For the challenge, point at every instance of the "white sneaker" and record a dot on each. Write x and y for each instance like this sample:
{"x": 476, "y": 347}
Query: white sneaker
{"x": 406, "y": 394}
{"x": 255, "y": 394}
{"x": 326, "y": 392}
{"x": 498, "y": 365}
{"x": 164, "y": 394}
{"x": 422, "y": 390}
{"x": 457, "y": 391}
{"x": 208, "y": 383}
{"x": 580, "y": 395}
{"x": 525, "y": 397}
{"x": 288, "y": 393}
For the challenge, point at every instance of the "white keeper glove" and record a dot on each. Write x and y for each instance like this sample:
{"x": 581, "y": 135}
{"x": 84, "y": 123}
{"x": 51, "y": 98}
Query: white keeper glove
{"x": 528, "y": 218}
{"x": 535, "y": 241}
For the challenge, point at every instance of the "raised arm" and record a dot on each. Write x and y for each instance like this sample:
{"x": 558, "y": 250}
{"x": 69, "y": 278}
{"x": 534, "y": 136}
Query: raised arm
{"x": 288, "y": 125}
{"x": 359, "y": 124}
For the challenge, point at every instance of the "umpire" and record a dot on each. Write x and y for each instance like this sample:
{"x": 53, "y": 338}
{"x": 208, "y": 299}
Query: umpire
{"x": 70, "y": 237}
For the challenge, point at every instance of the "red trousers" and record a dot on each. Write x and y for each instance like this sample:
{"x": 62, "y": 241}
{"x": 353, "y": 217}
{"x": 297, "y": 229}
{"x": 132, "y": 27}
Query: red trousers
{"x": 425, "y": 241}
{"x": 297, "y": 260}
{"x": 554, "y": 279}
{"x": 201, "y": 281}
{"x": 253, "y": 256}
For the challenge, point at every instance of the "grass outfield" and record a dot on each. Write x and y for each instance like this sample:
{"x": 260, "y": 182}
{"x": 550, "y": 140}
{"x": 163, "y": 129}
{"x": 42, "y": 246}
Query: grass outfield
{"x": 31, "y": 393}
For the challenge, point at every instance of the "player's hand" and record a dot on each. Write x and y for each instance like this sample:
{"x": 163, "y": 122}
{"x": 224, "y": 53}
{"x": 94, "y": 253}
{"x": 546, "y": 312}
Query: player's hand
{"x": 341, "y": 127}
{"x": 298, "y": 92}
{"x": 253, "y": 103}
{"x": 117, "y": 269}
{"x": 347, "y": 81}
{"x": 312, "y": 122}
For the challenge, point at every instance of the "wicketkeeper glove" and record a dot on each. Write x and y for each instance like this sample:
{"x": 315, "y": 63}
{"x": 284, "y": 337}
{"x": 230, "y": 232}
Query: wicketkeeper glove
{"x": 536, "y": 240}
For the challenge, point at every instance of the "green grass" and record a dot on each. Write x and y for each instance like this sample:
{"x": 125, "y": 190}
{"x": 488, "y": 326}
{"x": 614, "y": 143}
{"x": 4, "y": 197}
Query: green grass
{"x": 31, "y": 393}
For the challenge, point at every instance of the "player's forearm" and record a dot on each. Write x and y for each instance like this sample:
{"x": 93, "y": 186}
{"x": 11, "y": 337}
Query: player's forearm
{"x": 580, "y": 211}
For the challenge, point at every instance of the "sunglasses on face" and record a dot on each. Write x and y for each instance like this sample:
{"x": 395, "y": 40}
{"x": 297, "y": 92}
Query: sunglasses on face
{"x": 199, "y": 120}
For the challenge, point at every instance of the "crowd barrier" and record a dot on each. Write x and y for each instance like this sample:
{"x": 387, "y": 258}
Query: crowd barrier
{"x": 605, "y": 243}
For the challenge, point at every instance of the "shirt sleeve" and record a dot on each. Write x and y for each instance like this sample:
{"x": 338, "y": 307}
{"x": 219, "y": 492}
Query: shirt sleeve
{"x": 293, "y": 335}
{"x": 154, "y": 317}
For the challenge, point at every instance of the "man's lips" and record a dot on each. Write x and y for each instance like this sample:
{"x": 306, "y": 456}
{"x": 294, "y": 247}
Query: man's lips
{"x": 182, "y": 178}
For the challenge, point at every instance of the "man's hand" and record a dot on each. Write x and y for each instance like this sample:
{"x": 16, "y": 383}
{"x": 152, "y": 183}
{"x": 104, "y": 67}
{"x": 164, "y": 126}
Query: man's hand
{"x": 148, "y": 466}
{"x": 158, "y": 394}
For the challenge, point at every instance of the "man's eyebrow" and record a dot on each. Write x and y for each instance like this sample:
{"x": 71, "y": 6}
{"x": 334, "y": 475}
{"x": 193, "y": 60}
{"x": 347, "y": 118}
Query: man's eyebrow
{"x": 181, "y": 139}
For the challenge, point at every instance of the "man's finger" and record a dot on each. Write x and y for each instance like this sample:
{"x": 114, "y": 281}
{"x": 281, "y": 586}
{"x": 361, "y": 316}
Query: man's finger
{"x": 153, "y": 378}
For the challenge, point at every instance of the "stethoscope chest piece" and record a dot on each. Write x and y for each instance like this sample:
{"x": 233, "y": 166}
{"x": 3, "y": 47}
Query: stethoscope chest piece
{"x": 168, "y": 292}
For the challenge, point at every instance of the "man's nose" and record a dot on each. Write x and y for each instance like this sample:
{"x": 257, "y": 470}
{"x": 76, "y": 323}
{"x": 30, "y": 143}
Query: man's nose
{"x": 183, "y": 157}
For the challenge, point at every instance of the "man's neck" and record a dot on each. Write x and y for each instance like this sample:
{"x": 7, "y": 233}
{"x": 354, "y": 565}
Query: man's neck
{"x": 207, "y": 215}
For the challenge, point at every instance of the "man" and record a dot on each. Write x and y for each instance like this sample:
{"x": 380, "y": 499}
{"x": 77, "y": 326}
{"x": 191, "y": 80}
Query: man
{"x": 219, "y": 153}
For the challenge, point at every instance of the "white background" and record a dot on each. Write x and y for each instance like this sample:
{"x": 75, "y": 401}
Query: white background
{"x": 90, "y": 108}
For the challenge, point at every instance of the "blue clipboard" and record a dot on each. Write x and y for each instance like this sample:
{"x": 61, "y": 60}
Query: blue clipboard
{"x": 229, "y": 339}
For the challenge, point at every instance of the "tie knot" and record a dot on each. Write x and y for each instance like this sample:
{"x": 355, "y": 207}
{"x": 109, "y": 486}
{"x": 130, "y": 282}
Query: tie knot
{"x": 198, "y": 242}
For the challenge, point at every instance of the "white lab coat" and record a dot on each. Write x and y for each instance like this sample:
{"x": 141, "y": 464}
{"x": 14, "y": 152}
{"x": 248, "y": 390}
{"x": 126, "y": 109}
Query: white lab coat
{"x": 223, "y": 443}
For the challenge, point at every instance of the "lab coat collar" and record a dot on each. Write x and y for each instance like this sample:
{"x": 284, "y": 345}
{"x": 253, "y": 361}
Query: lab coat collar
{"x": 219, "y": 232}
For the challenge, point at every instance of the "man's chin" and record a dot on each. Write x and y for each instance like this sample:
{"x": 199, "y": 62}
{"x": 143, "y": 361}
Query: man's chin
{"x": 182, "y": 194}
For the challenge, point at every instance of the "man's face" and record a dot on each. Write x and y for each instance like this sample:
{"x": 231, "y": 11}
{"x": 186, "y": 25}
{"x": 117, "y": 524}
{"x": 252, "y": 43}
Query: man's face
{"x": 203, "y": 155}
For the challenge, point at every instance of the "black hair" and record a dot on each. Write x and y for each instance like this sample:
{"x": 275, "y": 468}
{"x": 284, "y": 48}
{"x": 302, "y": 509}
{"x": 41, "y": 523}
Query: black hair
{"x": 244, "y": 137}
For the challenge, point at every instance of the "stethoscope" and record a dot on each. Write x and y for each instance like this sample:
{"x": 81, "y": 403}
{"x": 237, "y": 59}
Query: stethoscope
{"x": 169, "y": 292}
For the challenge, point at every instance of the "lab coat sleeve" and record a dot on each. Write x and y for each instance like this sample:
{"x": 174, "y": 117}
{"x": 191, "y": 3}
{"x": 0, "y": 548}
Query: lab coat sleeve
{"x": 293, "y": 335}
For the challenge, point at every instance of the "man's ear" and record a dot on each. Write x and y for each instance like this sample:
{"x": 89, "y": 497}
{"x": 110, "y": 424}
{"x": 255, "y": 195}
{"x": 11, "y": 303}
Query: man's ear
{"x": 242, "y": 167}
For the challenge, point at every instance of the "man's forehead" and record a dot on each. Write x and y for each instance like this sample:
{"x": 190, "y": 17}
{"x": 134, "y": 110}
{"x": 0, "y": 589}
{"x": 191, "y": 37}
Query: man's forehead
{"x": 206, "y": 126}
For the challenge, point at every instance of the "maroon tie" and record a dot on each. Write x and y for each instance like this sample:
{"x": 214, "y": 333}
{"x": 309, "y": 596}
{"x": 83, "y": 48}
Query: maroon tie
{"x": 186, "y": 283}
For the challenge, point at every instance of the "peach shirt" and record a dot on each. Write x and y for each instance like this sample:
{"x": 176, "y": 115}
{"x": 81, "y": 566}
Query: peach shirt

---+---

Report the number of lines in the entries above that include the string "peach". Give nothing but the number.

2